Immaturity Through IT

I’ve contemplated justifying my absence from this refuge, this space, but I will merely begin again and let the silence mean what it will without explanation. Too much to go back. Onward.

Two years living beside a beast, T1D, has been strange. It’s given time a new kind of meaning and punctuation. The moment so clearly precious, yet I don’t always embrace it as such. Seconds are often heavy and entangled with numbers (blood sugars, A1Cs, carbohydrates, insulin doses, the date of our next endo appointment), emotions (joy, anger, sadness, fear), and movements (finger pricks, pump changes, calls to medical suppliers, breathing). And others, jiggly with a mix of hope, inspiration, and immaturity. The latter (jiggly) is where I’ll rest today.

=====

WHAT THIS EXERCISE ASKS:
A - In the T1D post, why does the writer choose not to explain the absence from this space?
B - Answer these questions on the T1D post.
(i) How long has the writer been living beside T1D?
(ii) What has that time given to time itself?
(iii) Which kind of seconds does the writer say they will rest on today?
C - List every item the T1D post names in its parenthetical list of numbers that seconds are entangled with.

RECORD EXTRACTS:
=====

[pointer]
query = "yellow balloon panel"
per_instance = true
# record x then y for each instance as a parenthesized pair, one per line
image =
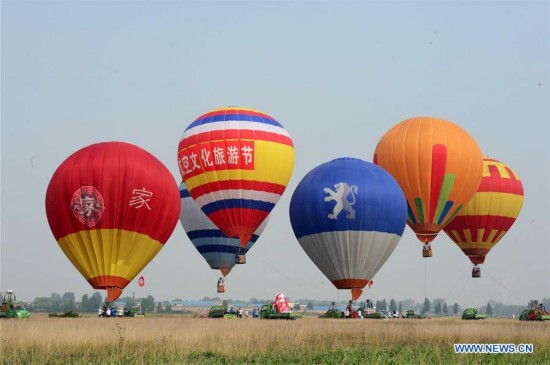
(109, 252)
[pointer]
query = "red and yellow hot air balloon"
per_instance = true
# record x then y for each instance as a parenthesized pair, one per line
(437, 164)
(481, 224)
(236, 163)
(111, 207)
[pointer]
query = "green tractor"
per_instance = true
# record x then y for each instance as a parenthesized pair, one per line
(332, 312)
(221, 311)
(536, 312)
(471, 313)
(12, 308)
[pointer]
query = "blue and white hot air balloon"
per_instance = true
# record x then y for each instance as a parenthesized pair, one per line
(348, 215)
(218, 250)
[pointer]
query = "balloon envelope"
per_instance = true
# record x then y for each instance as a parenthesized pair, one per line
(111, 207)
(348, 215)
(236, 163)
(481, 224)
(218, 250)
(437, 164)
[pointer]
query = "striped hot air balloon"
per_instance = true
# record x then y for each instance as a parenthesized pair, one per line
(219, 251)
(236, 163)
(111, 207)
(348, 215)
(437, 164)
(482, 223)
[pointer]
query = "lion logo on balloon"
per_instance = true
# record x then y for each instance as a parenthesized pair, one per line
(341, 196)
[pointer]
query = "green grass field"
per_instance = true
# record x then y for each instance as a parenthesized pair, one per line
(186, 340)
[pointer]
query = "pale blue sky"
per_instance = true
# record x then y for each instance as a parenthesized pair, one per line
(337, 75)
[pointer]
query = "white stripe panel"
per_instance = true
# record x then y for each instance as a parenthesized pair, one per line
(207, 127)
(237, 194)
(349, 254)
(192, 218)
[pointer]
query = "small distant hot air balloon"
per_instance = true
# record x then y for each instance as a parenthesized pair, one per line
(111, 207)
(348, 216)
(236, 163)
(481, 224)
(219, 251)
(437, 164)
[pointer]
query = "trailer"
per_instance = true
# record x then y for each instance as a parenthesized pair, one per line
(12, 308)
(269, 311)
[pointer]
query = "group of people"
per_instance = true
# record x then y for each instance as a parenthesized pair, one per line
(240, 312)
(106, 311)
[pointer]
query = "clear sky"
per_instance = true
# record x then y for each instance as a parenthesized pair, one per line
(336, 74)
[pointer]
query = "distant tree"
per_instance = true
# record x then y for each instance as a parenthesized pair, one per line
(148, 304)
(68, 297)
(489, 309)
(437, 308)
(57, 302)
(426, 307)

=====

RESPONSES TO THE EXERCISE:
A - The writer feels there is "too much to go back" to. So the writer begins again, lets the silence mean what it will, and moves onward.

B -
(i) Two years.
(ii) A new kind of meaning and punctuation.
(iii) The jiggly ones, mixed with hope, inspiration, and immaturity.

C -
- blood sugars
- A1Cs
- carbohydrates
- insulin doses
- the date of the next endo appointment